» **EXERCISE DATA**
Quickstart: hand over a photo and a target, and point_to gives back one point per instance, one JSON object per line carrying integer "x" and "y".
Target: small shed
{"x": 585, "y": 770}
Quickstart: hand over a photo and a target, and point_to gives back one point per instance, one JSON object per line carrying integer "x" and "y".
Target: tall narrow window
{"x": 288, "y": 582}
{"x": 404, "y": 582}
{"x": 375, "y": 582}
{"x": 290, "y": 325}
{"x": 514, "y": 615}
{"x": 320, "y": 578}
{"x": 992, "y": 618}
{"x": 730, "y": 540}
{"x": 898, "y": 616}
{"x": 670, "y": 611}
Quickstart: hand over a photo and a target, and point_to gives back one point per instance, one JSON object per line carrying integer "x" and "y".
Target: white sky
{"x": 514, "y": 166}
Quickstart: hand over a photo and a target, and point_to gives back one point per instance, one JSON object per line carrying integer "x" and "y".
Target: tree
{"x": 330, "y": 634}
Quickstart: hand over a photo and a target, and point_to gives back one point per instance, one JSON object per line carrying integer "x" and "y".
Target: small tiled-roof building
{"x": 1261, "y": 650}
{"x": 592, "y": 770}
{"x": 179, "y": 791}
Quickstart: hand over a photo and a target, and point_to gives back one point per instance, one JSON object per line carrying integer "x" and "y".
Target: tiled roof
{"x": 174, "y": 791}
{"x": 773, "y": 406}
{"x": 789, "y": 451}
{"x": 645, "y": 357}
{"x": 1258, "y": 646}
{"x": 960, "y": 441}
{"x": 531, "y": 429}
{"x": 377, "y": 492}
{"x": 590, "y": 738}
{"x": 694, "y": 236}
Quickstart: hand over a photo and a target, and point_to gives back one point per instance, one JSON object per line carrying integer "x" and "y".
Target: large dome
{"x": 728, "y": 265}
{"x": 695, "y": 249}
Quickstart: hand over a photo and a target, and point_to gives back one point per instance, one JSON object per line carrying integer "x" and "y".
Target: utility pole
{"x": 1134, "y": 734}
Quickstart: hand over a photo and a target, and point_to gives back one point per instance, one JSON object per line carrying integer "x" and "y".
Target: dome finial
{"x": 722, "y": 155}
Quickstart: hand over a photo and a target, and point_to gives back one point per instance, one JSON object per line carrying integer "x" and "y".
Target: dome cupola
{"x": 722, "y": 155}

» **PROBLEM STATEMENT**
Go through the material above line by line and copy it exactly.

» **ANSWER FOR THE TASK**
Quickstart: hand over a photo and a target, and point_to gives back one point per instance, one JSON object per line carrying integer "x" and "y".
Target: small shed
{"x": 585, "y": 770}
Quickstart: hand over a photo and a target, and point_to gives back one point per instance, one JSON object per line carrying integer "x" and "y".
Target: tall narrow window
{"x": 288, "y": 582}
{"x": 404, "y": 582}
{"x": 375, "y": 582}
{"x": 290, "y": 325}
{"x": 514, "y": 615}
{"x": 320, "y": 578}
{"x": 992, "y": 618}
{"x": 730, "y": 540}
{"x": 898, "y": 616}
{"x": 670, "y": 611}
Quickstart: hand over a photo and a target, and point_to gives back one point per instance, one JSON object per line carrying integer "x" and "y".
Target: white sky
{"x": 514, "y": 166}
Quickstart: hand over a photo and a target, and point_to gives back one point per instance, one JSON object per line carrying integer "x" and "y".
Target: tree
{"x": 330, "y": 634}
Quickstart: hand over a photo and a target, and point_to gives back one point per instance, one JSON object per line carrying integer "x" and "y".
Target: small tiled-roof building
{"x": 1261, "y": 650}
{"x": 592, "y": 770}
{"x": 179, "y": 791}
Quickstart: hand over a photo and a target, and point_to gives back one point per instance, one JSON object per line carrying integer "x" and "y".
Target: tiled roof
{"x": 174, "y": 791}
{"x": 773, "y": 406}
{"x": 789, "y": 451}
{"x": 645, "y": 357}
{"x": 1258, "y": 646}
{"x": 960, "y": 441}
{"x": 531, "y": 429}
{"x": 377, "y": 492}
{"x": 590, "y": 738}
{"x": 694, "y": 236}
Quickstart: hand over a photo and a target, and point_to gives back one point per instance, one JSON object per line carrying integer "x" and "y".
Target: large dome
{"x": 728, "y": 265}
{"x": 695, "y": 249}
Quickstart: hand over a photo and a target, and point_to gives back one point per instance, one JSON object per line carrying integer "x" and "y".
Target: utility pole
{"x": 1134, "y": 734}
Quickstart: hand over a photo and a target, and point_to gives back one point per instance, one JSON object per line carrying integer "x" and "y".
Target: dome finial
{"x": 722, "y": 155}
Quickstart: hand over a photo and a target, and point_to gives back one point per instance, one JSON object per line carrying integer "x" and "y".
Target: dome cupola
{"x": 722, "y": 155}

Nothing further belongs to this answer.